Work to do:
Pictures in the listing should not be copied. Reproduce, word for word, each line from the one holding "Phrase: sunlit rock face" through the final line.

Data for this task:
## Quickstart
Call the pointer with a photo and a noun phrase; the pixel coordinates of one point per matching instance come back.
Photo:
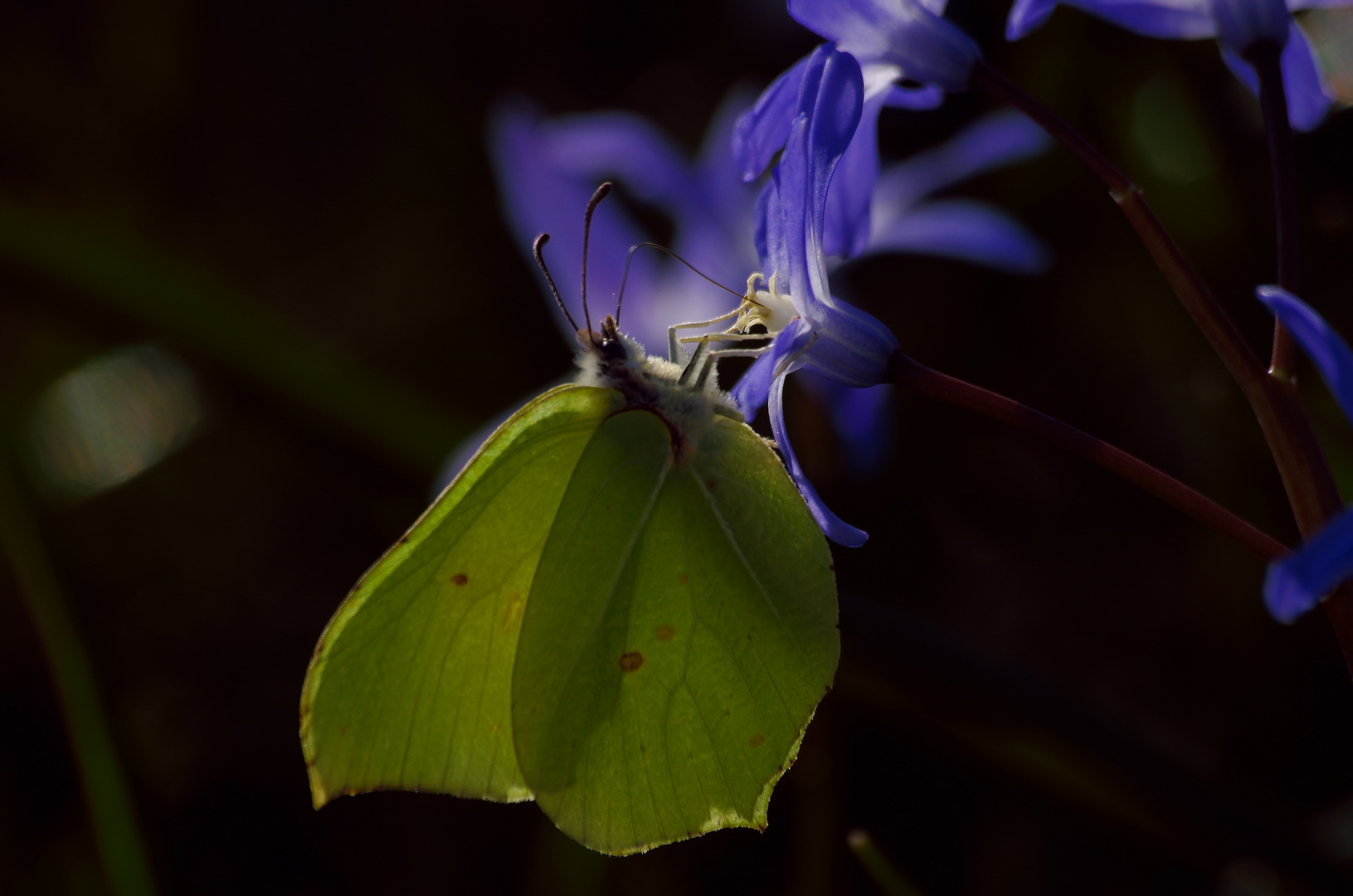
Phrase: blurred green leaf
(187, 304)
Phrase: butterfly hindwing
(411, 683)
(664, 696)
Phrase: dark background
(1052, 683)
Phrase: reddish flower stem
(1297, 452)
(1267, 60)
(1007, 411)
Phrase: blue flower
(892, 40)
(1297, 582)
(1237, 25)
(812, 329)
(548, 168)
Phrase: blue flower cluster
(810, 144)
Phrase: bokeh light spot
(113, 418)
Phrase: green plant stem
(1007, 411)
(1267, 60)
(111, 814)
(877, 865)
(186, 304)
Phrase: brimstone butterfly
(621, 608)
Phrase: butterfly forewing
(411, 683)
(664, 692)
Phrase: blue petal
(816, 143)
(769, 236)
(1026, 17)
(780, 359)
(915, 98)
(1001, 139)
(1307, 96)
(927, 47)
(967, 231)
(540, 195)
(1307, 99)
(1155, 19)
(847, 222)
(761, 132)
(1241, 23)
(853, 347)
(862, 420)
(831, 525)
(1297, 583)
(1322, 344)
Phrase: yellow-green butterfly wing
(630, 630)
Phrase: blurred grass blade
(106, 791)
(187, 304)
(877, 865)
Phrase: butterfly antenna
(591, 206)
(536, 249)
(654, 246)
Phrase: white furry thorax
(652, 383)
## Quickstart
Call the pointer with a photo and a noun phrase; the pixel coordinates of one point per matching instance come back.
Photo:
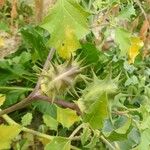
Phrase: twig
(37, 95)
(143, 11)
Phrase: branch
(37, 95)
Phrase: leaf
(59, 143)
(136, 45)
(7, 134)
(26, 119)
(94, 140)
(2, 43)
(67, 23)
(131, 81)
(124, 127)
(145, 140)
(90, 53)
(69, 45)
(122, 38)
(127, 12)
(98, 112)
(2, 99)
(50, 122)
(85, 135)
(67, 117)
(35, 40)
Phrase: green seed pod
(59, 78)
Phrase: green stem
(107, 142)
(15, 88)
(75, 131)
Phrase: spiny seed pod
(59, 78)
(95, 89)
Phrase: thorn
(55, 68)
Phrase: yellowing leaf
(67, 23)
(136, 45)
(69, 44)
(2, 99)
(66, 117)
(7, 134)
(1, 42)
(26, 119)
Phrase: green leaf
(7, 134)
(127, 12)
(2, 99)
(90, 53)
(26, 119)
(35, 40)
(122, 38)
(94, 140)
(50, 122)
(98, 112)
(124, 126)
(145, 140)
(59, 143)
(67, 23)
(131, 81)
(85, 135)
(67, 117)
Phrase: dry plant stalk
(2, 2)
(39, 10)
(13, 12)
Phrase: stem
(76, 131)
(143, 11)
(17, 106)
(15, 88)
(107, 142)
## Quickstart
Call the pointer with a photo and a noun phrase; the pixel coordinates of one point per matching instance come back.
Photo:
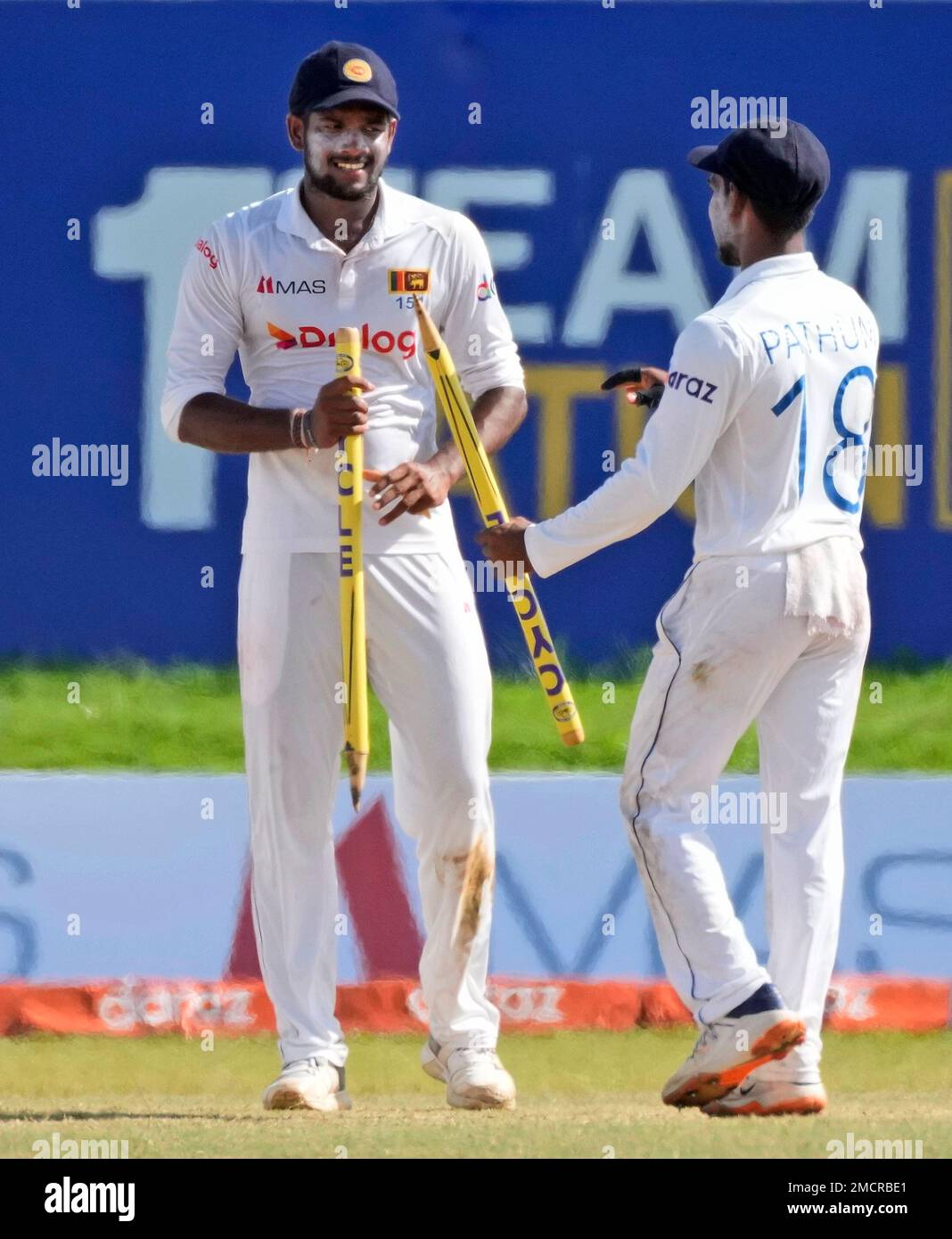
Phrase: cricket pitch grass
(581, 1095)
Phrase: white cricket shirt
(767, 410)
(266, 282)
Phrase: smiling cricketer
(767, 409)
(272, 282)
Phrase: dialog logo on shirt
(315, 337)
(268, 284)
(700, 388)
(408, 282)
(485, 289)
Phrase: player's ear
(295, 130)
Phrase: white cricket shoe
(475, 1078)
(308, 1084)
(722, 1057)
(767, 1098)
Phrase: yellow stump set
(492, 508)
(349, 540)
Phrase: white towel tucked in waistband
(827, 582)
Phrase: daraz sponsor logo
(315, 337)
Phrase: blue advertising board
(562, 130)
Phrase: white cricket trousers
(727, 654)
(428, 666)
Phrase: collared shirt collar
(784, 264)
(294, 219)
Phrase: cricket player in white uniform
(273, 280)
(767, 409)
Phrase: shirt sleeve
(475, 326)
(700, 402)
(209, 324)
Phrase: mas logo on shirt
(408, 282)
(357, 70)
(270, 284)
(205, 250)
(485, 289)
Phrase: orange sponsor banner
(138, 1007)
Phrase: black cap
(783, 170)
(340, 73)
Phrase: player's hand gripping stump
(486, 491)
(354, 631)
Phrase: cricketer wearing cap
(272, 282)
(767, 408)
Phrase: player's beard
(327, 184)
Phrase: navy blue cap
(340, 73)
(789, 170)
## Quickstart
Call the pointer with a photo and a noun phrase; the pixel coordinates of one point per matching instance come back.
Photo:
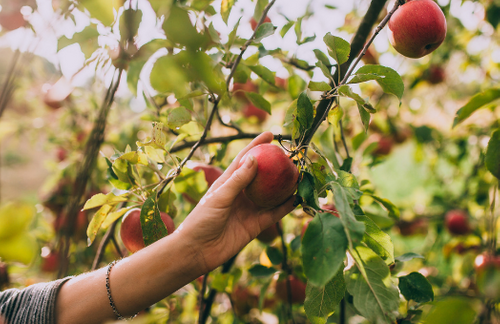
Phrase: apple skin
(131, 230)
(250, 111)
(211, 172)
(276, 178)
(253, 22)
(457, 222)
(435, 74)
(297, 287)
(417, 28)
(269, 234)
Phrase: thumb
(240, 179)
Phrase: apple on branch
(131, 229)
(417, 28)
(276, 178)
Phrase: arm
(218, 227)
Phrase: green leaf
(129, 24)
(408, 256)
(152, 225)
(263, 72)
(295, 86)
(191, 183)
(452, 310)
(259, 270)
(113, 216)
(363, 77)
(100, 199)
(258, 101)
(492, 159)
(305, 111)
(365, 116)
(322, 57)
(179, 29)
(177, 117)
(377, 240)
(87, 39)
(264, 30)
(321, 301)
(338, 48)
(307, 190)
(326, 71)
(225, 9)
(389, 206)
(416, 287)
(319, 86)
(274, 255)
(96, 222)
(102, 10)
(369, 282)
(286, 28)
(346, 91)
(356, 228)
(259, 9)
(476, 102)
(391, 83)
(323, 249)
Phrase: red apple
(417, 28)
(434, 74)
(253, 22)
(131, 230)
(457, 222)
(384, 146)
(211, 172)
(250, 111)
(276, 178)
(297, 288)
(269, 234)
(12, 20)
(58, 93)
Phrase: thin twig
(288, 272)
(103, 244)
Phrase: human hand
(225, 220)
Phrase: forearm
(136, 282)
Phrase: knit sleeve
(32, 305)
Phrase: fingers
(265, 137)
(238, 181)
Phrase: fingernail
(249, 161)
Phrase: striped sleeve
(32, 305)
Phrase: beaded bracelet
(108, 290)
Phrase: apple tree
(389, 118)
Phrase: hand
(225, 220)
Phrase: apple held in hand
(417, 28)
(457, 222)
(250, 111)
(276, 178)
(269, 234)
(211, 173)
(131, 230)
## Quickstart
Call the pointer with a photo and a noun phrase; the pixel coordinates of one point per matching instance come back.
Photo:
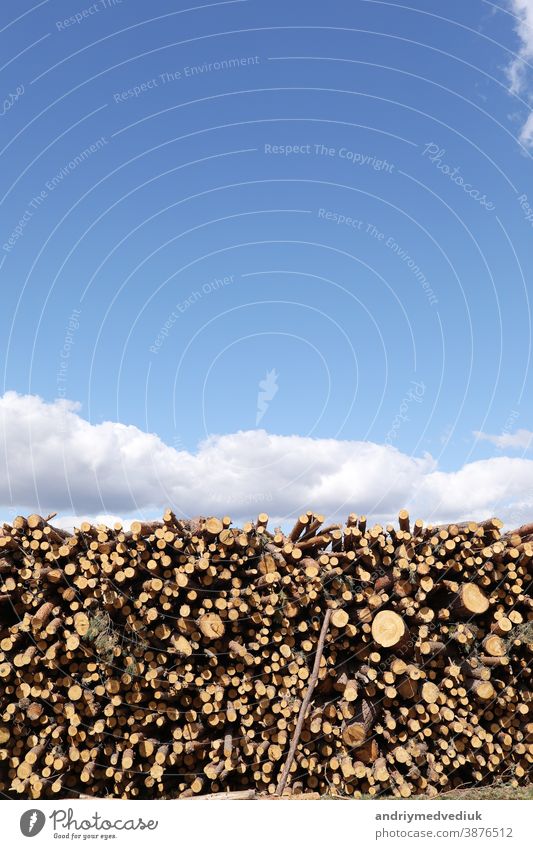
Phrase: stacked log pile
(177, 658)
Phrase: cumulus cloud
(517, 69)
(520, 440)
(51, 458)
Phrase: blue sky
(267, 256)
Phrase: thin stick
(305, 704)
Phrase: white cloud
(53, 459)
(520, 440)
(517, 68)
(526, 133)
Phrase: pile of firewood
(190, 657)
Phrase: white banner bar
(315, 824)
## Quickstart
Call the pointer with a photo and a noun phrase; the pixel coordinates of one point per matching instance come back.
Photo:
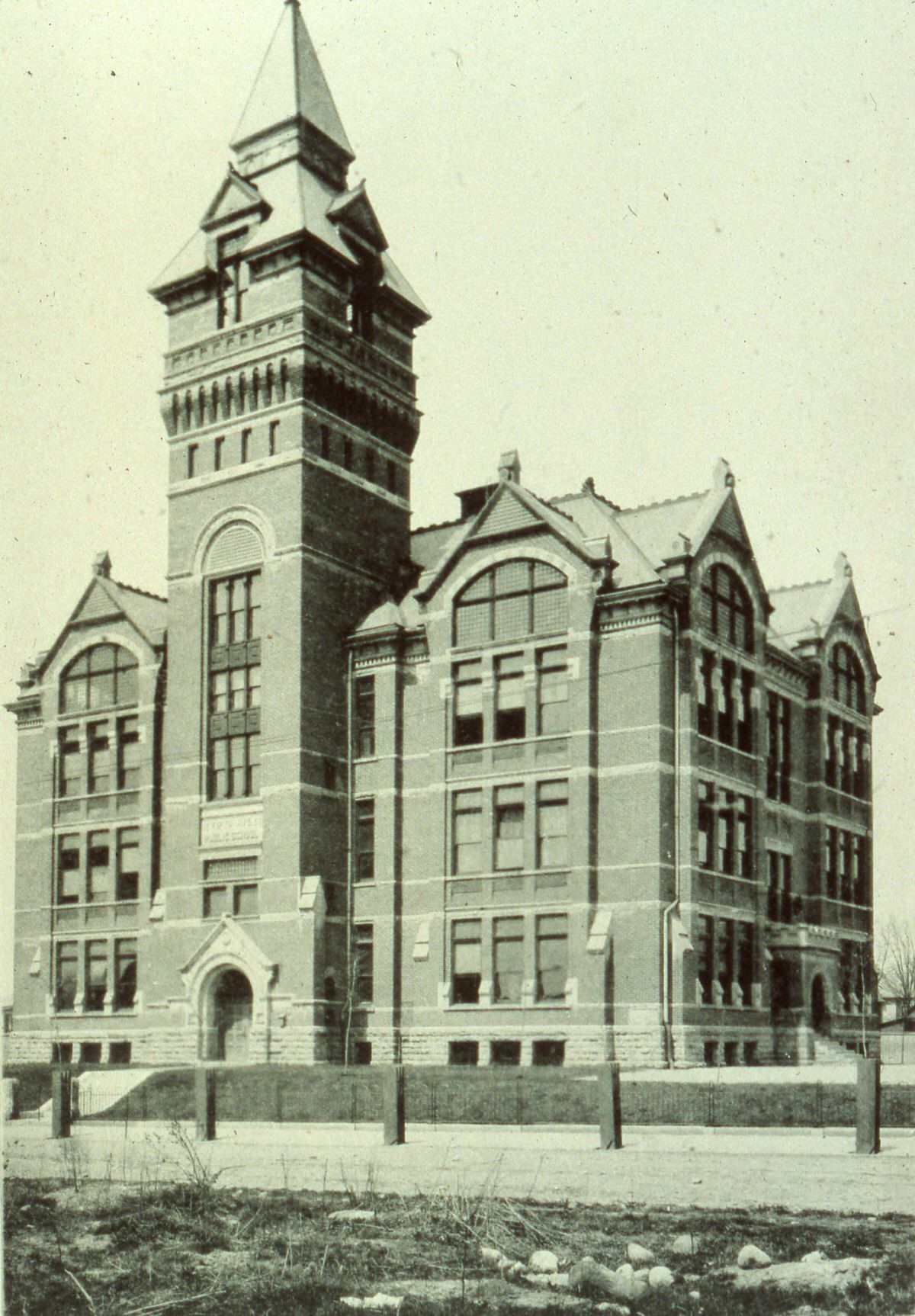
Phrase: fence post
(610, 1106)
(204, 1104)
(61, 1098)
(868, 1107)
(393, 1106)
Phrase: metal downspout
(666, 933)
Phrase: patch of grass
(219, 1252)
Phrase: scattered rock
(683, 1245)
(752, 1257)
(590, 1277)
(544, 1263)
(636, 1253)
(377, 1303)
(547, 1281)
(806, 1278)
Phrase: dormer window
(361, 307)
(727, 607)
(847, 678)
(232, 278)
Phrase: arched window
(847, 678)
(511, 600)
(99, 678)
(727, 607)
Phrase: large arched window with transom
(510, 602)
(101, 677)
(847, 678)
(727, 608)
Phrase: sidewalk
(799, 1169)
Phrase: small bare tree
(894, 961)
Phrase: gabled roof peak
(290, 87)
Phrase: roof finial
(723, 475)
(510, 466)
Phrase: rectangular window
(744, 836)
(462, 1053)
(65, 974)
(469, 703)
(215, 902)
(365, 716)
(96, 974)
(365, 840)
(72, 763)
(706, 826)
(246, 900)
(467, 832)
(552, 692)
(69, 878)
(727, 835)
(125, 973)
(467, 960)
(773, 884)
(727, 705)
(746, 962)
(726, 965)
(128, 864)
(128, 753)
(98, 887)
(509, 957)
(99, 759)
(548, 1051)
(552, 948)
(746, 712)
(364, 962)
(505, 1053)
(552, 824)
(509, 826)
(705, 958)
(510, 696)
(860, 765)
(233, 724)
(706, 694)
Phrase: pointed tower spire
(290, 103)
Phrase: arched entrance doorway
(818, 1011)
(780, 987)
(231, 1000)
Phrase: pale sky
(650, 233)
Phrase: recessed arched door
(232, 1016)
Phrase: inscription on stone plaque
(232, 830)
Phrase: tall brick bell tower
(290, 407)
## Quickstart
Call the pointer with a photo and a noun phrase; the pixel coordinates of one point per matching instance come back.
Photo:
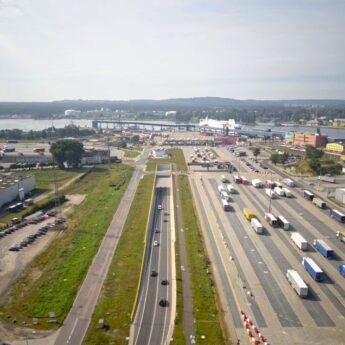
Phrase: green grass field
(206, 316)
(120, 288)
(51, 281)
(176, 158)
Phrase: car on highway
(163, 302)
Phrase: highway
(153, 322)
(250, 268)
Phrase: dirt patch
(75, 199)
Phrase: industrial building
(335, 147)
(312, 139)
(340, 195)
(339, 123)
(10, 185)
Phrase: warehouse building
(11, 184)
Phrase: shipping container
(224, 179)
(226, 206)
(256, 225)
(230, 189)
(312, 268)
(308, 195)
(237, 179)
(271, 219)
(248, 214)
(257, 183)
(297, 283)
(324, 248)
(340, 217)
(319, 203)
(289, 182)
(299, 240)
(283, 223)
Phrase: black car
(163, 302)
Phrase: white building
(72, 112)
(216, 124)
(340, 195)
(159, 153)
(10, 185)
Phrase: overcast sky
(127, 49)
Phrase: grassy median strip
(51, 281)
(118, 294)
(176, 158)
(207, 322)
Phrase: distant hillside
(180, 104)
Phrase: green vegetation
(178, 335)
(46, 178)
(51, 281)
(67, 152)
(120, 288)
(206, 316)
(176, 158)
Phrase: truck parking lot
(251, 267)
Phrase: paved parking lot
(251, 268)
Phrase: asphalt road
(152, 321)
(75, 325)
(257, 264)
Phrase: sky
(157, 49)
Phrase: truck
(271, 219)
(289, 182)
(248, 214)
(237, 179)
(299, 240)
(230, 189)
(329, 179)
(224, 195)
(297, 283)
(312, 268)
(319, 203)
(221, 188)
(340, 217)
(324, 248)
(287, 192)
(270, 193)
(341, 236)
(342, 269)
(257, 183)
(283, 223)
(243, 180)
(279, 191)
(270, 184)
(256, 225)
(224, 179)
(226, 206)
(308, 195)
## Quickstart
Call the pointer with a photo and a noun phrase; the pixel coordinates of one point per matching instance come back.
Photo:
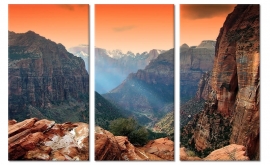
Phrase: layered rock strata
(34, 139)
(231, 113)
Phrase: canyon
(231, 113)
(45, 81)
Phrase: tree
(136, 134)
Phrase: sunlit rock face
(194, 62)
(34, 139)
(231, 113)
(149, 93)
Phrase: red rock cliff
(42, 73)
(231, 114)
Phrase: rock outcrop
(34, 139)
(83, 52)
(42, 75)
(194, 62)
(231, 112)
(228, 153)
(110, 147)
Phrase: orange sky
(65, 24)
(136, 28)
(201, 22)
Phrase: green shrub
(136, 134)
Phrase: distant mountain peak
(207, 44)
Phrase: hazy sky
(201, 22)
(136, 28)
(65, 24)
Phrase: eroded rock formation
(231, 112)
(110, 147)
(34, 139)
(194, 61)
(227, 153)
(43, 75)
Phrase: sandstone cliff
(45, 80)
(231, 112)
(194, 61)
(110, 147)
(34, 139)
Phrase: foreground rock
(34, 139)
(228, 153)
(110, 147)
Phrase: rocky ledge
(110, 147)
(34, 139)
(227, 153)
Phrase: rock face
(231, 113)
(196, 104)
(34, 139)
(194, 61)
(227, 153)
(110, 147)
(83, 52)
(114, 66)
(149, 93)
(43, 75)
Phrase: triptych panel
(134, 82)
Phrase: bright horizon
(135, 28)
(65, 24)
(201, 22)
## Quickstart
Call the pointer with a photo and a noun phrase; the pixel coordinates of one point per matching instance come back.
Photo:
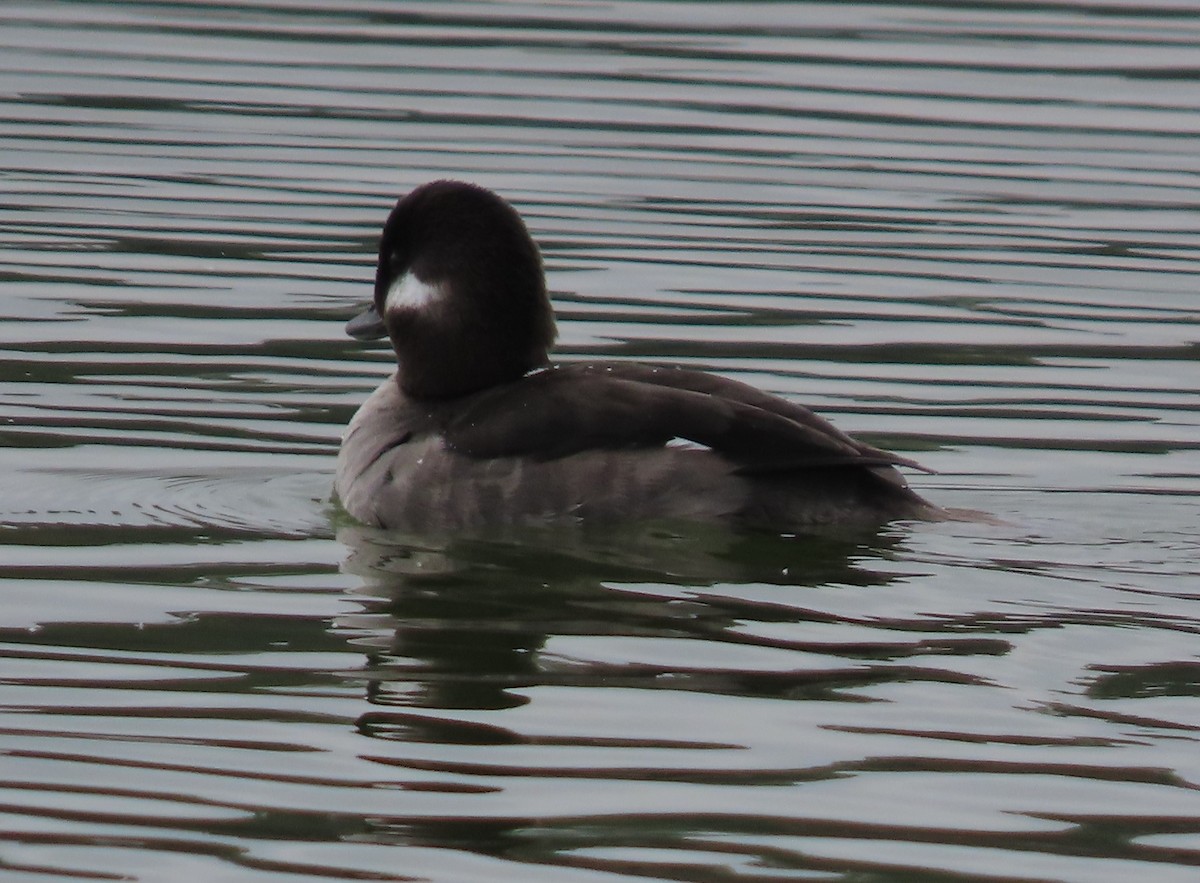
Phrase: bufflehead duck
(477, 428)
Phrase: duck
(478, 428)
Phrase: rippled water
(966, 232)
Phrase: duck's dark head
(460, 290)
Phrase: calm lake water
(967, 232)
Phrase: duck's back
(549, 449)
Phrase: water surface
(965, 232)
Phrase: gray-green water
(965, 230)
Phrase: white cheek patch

Solution for this task:
Phrase: sunlit rock face
(194, 62)
(34, 139)
(231, 113)
(149, 93)
Phrase: red rock cliff
(42, 73)
(231, 114)
Phrase: rock outcrop
(34, 139)
(83, 52)
(42, 75)
(194, 62)
(231, 112)
(228, 153)
(110, 147)
Phrase: orange sky
(65, 24)
(136, 28)
(201, 22)
Phrase: green shrub
(136, 134)
Phrase: distant mountain peak
(207, 44)
Phrase: hazy sky
(201, 22)
(136, 28)
(65, 24)
Phrase: eroded rock formation
(231, 112)
(110, 147)
(34, 139)
(194, 61)
(227, 153)
(43, 75)
Phrase: sandstone cliff
(45, 80)
(231, 112)
(194, 61)
(110, 147)
(34, 139)
Phrase: foreground rock
(34, 139)
(228, 153)
(110, 147)
Phrase: rocky ledge
(110, 147)
(34, 139)
(227, 153)
Phrase: rock face
(231, 113)
(196, 104)
(34, 139)
(194, 61)
(227, 153)
(110, 147)
(83, 52)
(114, 66)
(149, 93)
(43, 75)
Phrase: triptych panel
(134, 82)
Phrase: bright horizon
(135, 28)
(65, 24)
(201, 22)
## Quickstart
Call the pointer with a photo and a noun phrase; the pixel coordinates of one point per matching instance come back.
Photo:
Phrase: bufflehead duck
(477, 428)
Phrase: duck
(478, 428)
Phrase: rippled water
(966, 232)
Phrase: duck's dark head
(460, 290)
Phrase: calm lake water
(967, 232)
Phrase: duck's back
(549, 449)
Phrase: water surface
(965, 232)
Phrase: gray-green water
(965, 230)
Phrase: white cheek patch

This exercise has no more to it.